On a Tuesday afternoon while I was driving, listening to the news, I could not believe the news reader when she announced that the Pretoria High Court has granted an urgent application by an 18-year-old matric pupil to reverse basic education minister Angie Motshega’s decision not to publish matric results on newspaper platforms.
This came as a surprise while I was just writing about the Protection of Personal Information Act (POPIA) and the earlier announcement by the Department of Education on dissemination of the matric results this year.
Let me admit, as an old schooller, I was not against the reasoning of the education system but I was sceptical about the sudden concern from this department.
I feel that even from our time, matric results should have been confidential. We were too exposed to noisy people. But I must say, we were very strong not as weak, if that is a right word, as today’s children. During our time, there were never suicides because one failed.
But with the POPIA or the ruling or the education system, I had questions, like since when does this department care for the privacy of children? How real was the concern? What was the system trying to hide from the public? And many other questions. But I had this thing that, they were fooling us, acting as if they were protecting the children but instead they were protecting themselves.

══════

• _EXPLORE THE MATERIAL_
1. List the questions the writer says they had in the matric results piece.
2. Please take the matric results piece further, picking up after its final sentence.

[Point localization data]
══════

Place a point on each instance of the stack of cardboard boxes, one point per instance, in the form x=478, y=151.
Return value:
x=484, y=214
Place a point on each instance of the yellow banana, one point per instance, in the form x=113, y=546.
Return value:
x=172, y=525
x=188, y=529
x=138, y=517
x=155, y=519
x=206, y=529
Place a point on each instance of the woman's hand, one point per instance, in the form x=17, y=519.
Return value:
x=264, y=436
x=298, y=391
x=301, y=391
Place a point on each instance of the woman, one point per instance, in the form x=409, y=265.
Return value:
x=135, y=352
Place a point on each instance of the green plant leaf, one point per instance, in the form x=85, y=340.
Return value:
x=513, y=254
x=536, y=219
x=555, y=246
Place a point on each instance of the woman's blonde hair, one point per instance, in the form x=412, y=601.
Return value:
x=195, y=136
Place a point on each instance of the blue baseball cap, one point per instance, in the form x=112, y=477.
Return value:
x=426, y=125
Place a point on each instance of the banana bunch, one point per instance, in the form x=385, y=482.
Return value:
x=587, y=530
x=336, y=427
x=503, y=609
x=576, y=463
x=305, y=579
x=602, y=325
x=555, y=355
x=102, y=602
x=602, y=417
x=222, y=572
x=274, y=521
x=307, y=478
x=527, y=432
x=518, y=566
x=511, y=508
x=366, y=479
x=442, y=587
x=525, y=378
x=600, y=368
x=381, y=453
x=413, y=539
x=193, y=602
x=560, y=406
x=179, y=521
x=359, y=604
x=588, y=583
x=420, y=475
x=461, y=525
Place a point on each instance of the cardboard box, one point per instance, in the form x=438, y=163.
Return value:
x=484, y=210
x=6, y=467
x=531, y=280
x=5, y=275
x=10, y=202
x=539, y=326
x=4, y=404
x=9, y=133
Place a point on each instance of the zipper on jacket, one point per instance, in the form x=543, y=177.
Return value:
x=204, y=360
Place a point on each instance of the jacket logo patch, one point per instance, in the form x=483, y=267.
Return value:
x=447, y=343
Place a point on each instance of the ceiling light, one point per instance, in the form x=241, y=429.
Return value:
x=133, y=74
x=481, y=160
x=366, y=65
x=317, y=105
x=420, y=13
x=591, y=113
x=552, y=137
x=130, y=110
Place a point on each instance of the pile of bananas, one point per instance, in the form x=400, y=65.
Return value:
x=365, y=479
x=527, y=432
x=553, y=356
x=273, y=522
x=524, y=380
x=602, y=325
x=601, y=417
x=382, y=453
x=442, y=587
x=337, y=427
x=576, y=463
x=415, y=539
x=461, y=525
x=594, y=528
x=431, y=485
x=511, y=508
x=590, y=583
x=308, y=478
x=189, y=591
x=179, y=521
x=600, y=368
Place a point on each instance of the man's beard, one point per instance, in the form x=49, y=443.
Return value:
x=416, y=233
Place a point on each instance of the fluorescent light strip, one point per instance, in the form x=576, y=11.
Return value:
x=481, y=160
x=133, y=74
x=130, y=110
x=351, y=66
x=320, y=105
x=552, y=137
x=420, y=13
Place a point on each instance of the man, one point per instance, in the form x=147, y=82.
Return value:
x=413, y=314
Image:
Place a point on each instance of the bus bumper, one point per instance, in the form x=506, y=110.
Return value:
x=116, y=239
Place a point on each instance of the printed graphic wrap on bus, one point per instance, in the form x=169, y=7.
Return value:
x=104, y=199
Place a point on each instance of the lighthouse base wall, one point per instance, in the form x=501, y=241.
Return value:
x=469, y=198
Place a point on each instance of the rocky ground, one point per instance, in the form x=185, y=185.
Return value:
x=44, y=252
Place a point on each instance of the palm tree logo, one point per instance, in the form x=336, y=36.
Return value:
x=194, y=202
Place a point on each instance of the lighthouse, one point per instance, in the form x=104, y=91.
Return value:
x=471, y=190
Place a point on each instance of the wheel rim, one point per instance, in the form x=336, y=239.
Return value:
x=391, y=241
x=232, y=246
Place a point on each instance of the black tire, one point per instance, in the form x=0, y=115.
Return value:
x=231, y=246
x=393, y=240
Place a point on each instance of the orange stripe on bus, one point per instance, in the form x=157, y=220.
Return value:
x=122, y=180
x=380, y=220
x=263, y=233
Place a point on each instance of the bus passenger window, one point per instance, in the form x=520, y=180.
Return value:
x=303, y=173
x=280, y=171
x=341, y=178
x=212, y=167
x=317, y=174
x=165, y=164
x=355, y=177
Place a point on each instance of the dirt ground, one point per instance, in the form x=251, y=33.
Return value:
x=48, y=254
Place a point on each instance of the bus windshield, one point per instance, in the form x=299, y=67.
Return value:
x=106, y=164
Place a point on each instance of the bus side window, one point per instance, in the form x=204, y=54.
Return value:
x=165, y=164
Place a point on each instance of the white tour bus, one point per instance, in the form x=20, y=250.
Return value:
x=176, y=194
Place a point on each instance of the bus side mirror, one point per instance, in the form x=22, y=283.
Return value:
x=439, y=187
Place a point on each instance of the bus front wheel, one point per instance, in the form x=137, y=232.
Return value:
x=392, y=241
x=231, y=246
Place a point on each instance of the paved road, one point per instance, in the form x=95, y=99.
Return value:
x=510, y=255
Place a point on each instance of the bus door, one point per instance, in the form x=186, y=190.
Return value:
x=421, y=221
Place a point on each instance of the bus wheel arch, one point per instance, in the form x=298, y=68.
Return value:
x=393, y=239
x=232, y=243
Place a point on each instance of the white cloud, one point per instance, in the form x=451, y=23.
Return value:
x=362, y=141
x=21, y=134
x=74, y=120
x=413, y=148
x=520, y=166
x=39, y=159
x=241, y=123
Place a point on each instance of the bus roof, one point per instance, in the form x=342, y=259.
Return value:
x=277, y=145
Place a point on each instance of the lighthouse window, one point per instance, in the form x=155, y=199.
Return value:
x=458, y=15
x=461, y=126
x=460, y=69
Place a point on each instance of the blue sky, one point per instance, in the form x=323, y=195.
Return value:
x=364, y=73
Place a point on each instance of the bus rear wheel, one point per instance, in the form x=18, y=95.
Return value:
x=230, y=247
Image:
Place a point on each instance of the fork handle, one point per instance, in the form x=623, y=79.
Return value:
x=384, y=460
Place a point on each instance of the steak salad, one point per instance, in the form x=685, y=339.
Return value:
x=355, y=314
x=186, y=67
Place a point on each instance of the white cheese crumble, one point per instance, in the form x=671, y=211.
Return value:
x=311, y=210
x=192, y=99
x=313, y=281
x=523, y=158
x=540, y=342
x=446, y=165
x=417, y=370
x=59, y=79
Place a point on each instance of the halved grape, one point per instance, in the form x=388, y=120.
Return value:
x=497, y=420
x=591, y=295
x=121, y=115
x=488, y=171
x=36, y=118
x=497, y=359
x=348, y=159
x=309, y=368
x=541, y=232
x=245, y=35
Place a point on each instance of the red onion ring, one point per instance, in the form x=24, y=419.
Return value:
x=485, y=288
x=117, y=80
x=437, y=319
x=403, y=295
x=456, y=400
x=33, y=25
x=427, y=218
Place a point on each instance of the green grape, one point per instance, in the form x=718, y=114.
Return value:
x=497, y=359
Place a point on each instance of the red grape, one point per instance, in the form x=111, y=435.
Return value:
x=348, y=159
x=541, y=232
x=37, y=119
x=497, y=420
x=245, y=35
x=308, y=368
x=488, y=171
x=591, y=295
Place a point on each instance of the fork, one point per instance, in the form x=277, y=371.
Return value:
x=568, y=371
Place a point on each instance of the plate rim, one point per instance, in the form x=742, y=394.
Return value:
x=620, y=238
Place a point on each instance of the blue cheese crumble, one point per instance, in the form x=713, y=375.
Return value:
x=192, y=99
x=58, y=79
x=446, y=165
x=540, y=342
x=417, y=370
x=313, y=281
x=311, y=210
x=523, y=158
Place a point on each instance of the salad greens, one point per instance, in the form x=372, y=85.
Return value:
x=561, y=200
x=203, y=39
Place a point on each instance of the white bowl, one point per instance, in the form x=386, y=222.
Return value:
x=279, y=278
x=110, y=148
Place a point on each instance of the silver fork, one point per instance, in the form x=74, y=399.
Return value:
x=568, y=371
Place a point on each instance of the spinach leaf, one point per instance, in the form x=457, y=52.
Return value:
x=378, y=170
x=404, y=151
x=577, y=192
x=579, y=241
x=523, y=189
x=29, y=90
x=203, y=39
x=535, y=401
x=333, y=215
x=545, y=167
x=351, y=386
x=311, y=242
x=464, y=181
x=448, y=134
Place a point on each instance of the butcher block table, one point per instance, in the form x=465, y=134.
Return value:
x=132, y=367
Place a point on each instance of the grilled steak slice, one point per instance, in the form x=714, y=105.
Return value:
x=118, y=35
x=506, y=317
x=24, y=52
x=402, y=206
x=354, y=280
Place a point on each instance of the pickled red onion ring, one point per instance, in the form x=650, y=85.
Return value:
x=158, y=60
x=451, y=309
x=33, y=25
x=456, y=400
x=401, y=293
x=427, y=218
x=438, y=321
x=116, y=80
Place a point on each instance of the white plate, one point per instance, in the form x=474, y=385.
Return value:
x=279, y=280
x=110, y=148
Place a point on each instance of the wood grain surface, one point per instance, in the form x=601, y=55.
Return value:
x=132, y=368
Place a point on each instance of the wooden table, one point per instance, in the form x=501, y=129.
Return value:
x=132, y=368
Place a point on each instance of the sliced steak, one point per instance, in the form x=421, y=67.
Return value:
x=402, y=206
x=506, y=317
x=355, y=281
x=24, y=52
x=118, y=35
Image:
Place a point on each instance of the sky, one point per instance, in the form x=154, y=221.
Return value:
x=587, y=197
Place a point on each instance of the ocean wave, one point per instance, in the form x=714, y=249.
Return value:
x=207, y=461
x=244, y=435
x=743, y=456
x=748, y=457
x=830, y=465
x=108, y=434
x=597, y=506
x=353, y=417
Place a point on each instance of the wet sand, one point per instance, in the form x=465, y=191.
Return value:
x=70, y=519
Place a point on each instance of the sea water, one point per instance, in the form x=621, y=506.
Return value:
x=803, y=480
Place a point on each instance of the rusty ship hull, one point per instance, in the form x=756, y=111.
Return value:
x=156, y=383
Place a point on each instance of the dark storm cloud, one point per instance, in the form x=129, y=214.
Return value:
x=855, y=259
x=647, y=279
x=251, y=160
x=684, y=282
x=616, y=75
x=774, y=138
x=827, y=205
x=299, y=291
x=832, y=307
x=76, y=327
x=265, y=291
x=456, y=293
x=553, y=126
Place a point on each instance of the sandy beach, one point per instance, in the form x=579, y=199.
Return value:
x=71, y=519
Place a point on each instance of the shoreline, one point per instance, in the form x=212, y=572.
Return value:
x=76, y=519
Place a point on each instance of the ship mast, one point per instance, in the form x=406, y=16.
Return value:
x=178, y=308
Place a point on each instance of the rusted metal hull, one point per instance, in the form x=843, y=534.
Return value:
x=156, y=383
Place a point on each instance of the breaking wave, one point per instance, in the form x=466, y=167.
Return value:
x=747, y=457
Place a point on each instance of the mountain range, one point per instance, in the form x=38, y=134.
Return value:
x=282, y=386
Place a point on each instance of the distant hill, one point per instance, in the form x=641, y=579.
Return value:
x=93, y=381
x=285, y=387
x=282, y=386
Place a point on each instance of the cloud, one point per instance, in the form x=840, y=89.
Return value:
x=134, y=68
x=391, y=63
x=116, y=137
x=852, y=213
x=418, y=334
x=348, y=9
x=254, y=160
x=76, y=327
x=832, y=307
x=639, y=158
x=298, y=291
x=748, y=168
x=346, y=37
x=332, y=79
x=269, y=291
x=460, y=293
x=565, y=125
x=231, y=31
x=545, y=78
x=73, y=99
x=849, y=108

══════

• _RESPONSES_
1.
- Since when does this department care for the privacy of children?
- How real was the concern?
- What was the system trying to hide from the public?

2.
The reality is, education will forever be something that we all long for, for ourselves and children. But with the pandemic and the confused government that we have, soon it will have no value. As soon as the government lost the grip on the pandemic, it started to introduce a lot of various laws and policies regarding schools, such as platoon or rotational systems at schools.
Immediately that was an uphill battle for schools. Kids were out of control. Most attended while others had all sorts of apologies for not attending.
Ask any teacher, he/she will tell you the mountain they had to climb to get our children at school. The introduction of the rotational system has come back to haunt the education system. Secretly or behind the doors, the system went on to tell teachers that no child should fail, it is not allowed even for the one sitting in the comfort of his home, who never even wrote the exams.
Teachers have to account for a dropout whose parents are careless. They have to abandon those at school and run around looking for the lost ones. Kanti, what are we parents doing for the education of our children? Why must it be teachers that are after our children? Why is the current government and its education system allowing such things to happen?
But to come back to the rotational system and the weeks off school, this has now made the same system that failed our teachers, introduce POPIA. They want it to be illegal to publicise the results because "children are traumatised".
Am I the only one who doesn't believe that lie? This was to me a way to cover the system's blemishes. It was never about the children, but about covering the failure of the current government.
We all know that today the pass mark is 30%. Is that not something ridiculous? If you do not know, I know that teachers were ordered not to fail any child.
Now that the court has ordered the department “to publish the National Senior Certificate results on public platforms (media platforms) as was the practice in previous years, concurrently with making available the results to the schools that had been attended by the learners”, we will see how this government has failed us and our children.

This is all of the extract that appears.